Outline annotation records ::
====

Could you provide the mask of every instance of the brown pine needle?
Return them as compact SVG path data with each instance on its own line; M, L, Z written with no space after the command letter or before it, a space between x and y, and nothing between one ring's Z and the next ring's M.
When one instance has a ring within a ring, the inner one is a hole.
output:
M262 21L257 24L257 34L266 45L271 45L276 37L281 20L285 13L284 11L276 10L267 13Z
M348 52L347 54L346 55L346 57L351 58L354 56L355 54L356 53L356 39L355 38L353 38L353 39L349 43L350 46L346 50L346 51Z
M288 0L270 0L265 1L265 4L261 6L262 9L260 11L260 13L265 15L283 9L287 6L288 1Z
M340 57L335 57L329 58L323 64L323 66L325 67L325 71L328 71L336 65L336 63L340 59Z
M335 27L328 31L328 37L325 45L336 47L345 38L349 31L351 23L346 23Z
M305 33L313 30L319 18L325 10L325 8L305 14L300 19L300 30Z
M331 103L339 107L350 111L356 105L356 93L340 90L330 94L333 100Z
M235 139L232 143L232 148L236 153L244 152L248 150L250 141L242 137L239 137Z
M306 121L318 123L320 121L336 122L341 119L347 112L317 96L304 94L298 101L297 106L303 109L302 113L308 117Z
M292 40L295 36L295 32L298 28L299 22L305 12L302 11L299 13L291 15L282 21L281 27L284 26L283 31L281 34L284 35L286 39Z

====

What the exercise asks ::
Turn every line of the records above into a numbered list, and drop any blank lines.

Right answer ::
1. Could you provide the mask of every instance of the brown pine needle?
2. Return them as compact SVG path data with each instance on its own line; M, L, Z written with no space after the command letter or before it, a space between x and y, and nothing between one ring's Z and the next ring's M.
3. When one instance has a ring within a ring, the inner one is a hole.
4. output:
5. M262 21L257 24L257 34L266 45L271 45L276 37L281 20L285 13L284 11L276 10L267 13Z
6. M348 52L347 54L346 55L346 57L351 58L354 56L355 54L356 53L356 39L355 38L353 38L353 39L349 43L350 46L346 50L346 51Z
7. M288 0L270 0L265 1L265 4L261 6L262 9L260 11L260 13L265 15L283 9L287 6L288 1Z
8. M340 57L335 57L329 58L323 64L323 66L325 67L325 71L328 71L336 65L336 63L340 59Z
9. M335 27L328 31L328 37L325 45L336 47L345 38L349 31L351 23L346 23Z
10. M305 33L313 30L319 18L325 10L325 8L305 14L300 19L300 30Z
11. M331 103L339 107L350 111L356 105L356 93L340 90L330 94L333 100Z
12. M235 139L232 143L232 148L236 153L244 152L248 150L250 141L242 137L239 137Z
13. M306 121L318 123L320 121L336 122L341 119L347 112L317 96L304 94L298 101L297 106L303 109L302 113L308 117Z
14. M292 40L295 36L295 32L298 28L299 22L305 12L302 11L299 13L291 15L282 21L281 27L284 26L283 31L281 34L284 35L286 39Z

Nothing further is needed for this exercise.